問題と課題
a. 疥癬に関するコラムのうち、「疥癬の診断・治療と感染予防策」から「役立ていただければ幸いです。」までの部分を一字一句変えずに返すこと。
b. 疥癬に関するコラムによると、ヒゼンダニの寿命はどれくらいか答えること。

文書本文
---
エールホームクリニック

ドクターズコラム

疥癬の診断・治療と感染予防策

2023年10月10日

院内勉強会で疥癬についてお話しました。本コラムはその内容を覚書としてまとめたものです。一般的にはあまり馴染みのない疾患かもしれませんが、医療福祉関係のお仕事をされている方を対象に最低限知っておくべき内容としてまとめました。お役立ていただければ幸いです。

1.疥癬について

疥癬は、ダニの一種であるヒゼンダニがヒトの皮膚(角層内)に寄生することで発症する皮膚疾患です。ヒトの皮膚同士の直接接触もしくは寝具・衣類を介した間接接触で感染していきます。高齢者施設等で流行することがあります。疥癬には2つのタイプがあり、通常疥癬と角化型疥癬(ノルウェー疥癬)に分類されます。

2.ヒゼンダニの特徴と生態

疥癬の原因となるヒゼンダニの正式名称は、ヒトヒゼンダニ (Sarcoptes scabiei var. hominis) です。外観は、白褐色で8本足。体長は雌成虫で0.4mm×0.3mmの大きさで肉眼ではみえません。

ヒトの皮膚にのみ寄生するため、環境中にはおらず他の動物上では生息できないとされています。乾燥に弱く皮膚から離れると2~3時間程度で死滅してしまうためです。ヒゼンダニの寿命は4〜6週間で、その間に1日2〜3個の卵を産みます。虫卵は3~4日で羽化し、幼虫、若虫、成虫へと成長し約14日で次の卵を産むというライフサイクルです。


【図】ヒゼンダニの雌成虫、雄成虫、虫卵の顕微鏡像

3.通常疥癬と角化型疥癬(ノルウェー疥癬)の特徴

疥癬には通常疥癬と角化型疥癬(ノルウェー疥癬)の2つの病型があります。

なお、角化型疥癬は、1848年にはじめてこの疾患を報告したのがノルウェーの学者ダニエル・コルネリウス・ダニエルセンらであったため、長らくノルウェー疥癬とも呼ばれていました。しかし、疫学的にノルウェーと関連があるわけではないため、近年では過角化型疥癬と呼ぶことが一般的となっています。
通常疥癬と角化型疥癬の特徴を表にまとめました。この2つのタイプの最も重要な違いは、感染力です。通常疥癬は、人体に寄生するヒゼンダニが数十匹以下と比較的少数であり、長時間の直接接触がなければ原則として感染しません。一方、角化型疥癬では100万〜200万匹と桁違いに多く、より短時間の接触で容易に感染します。さらに、患者さんから剥がれ落ちた鱗屑(フケ)や痂皮(かさぶた)なども感染源となります。
---
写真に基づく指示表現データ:
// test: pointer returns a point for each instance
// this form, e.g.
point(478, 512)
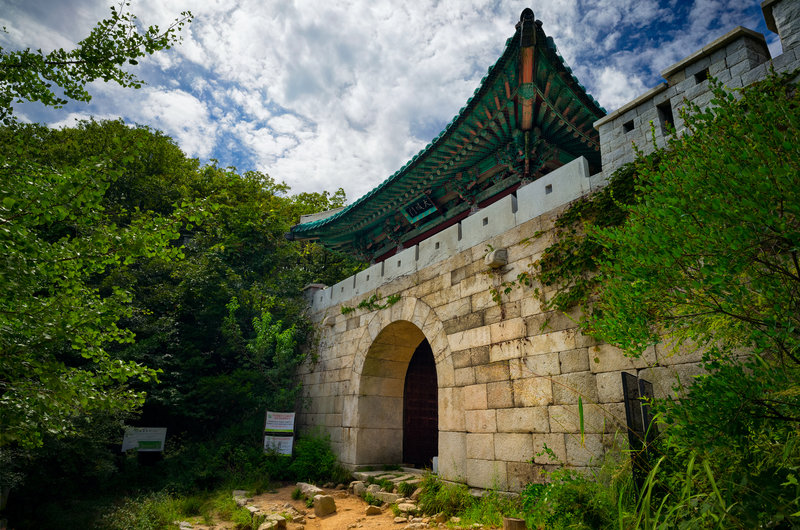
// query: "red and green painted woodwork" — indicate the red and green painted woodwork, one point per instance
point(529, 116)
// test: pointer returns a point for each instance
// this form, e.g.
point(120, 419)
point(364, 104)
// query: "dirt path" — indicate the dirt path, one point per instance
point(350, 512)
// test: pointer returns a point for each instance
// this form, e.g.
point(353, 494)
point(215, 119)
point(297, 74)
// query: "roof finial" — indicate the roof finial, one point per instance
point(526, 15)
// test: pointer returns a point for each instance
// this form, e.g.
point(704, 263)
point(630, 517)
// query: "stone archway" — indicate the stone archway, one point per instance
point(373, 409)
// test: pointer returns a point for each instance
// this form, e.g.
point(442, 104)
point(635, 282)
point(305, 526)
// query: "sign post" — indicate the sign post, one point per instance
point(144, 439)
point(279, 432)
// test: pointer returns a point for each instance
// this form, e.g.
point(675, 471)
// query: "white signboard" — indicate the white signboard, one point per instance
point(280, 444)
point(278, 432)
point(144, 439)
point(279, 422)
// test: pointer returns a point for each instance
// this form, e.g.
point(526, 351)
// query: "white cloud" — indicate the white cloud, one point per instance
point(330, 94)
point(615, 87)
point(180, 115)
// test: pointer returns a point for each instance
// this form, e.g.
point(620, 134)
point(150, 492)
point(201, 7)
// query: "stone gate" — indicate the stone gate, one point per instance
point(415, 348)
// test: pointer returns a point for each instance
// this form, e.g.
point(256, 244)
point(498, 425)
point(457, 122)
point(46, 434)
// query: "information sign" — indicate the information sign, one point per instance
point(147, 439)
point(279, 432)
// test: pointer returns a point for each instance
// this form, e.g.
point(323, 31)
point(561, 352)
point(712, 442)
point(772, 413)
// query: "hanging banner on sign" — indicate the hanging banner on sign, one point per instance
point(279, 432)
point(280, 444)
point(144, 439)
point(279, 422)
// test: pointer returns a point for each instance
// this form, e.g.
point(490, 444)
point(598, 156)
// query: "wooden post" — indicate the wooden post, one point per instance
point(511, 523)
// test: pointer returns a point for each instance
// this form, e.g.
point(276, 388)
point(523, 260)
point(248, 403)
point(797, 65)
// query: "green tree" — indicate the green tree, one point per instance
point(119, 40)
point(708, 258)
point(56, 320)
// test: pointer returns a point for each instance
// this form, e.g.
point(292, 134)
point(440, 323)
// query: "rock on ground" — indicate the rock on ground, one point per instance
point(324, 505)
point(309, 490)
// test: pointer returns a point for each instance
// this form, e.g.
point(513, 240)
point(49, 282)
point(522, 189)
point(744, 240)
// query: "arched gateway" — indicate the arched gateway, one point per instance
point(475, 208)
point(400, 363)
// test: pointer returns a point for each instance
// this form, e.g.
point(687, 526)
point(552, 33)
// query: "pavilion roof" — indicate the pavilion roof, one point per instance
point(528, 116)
---
解答一覧
a.
疥癬の診断・治療と感染予防策

2023年10月10日

院内勉強会で疥癬についてお話しました。本コラムはその内容を覚書としてまとめたものです。一般的にはあまり馴染みのない疾患かもしれませんが、医療福祉関係のお仕事をされている方を対象に最低限知っておくべき内容としてまとめました。お役立ていただければ幸いです。

b. 4〜6週間